[Opening SUPPLIED MATERIAL section]
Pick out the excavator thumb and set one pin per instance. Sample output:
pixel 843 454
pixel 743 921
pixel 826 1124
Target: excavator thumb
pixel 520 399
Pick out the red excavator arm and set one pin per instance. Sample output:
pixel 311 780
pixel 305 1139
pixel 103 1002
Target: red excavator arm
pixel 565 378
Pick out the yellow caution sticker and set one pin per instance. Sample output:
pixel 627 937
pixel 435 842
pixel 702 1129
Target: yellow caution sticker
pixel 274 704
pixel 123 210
[Closing SUPPLIED MATERIAL section]
[Opening SUPPLIED MATERIAL section]
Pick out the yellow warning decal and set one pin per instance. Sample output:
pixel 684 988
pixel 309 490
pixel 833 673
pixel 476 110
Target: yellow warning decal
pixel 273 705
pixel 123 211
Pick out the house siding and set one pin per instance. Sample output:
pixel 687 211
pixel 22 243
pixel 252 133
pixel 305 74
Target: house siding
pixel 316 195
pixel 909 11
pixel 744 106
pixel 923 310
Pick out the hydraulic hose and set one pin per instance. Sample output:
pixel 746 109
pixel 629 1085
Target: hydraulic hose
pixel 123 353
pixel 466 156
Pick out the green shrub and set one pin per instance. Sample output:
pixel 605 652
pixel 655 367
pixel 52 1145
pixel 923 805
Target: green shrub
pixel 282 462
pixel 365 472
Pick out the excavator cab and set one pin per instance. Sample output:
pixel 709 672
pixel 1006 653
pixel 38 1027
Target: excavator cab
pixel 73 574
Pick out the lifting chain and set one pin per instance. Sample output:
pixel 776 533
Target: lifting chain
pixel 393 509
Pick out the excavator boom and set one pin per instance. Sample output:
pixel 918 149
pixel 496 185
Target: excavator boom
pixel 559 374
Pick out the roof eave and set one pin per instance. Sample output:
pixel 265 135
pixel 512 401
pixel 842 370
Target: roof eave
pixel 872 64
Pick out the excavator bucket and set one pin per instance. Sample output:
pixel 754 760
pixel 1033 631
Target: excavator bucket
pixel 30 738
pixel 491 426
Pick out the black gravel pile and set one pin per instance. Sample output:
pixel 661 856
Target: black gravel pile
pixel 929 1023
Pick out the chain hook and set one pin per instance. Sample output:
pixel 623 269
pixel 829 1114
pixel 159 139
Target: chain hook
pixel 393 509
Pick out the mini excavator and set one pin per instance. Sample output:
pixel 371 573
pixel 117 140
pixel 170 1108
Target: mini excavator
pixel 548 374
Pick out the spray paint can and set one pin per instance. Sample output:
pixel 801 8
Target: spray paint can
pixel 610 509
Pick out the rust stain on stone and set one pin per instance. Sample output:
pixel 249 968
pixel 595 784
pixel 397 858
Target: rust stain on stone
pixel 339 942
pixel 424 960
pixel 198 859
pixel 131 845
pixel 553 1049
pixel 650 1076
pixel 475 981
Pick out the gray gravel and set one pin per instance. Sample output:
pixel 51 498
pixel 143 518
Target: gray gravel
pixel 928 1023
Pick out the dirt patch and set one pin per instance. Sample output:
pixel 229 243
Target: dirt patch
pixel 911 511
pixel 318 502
[Closing SUPPLIED MATERIAL section]
[Opening SUPPLIED MATERIAL section]
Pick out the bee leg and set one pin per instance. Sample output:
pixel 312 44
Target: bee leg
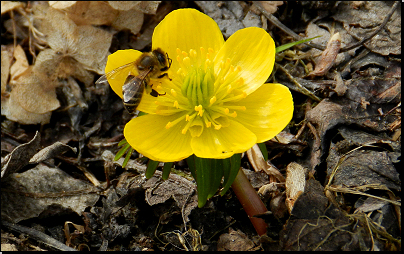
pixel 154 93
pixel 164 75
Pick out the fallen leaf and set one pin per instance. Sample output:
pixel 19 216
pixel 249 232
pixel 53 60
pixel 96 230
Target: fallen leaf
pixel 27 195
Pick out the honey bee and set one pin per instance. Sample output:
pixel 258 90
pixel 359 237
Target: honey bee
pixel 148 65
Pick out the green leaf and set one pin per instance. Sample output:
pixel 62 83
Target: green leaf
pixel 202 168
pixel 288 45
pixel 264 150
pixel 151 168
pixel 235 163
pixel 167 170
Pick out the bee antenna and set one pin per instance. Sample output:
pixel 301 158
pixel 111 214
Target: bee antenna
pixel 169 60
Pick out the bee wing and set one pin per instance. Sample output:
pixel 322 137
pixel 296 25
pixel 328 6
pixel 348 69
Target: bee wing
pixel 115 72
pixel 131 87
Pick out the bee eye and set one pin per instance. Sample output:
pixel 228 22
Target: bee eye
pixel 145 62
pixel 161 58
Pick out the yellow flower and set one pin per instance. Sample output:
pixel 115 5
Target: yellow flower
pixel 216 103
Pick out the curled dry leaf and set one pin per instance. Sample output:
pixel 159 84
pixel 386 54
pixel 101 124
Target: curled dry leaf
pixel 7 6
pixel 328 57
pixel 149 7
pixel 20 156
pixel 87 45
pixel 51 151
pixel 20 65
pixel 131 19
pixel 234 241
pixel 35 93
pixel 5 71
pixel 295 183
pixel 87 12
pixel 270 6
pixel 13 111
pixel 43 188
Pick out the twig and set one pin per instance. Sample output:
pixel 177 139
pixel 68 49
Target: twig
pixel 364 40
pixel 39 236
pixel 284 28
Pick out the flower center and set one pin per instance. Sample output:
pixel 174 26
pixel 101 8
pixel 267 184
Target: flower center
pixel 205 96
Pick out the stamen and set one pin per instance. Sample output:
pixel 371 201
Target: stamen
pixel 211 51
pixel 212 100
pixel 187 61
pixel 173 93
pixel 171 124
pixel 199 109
[Closing SUPPLIED MATERIAL section]
▶ _WHAT TO WORK ON_
Transcribe, exactly and without additions, the lines of the records above, beginning with the line that contains "Pick out the excavator thumb" and ending with the line that contains "pixel 305 1139", both included.

▶ _TASK SOLUTION_
Pick out the excavator thumb and set one pin per instance. Sample output:
pixel 843 454
pixel 743 921
pixel 826 1124
Target: excavator thumb
pixel 520 399
Pick out the red excavator arm and set one pin per instance. Sample output:
pixel 311 780
pixel 305 1139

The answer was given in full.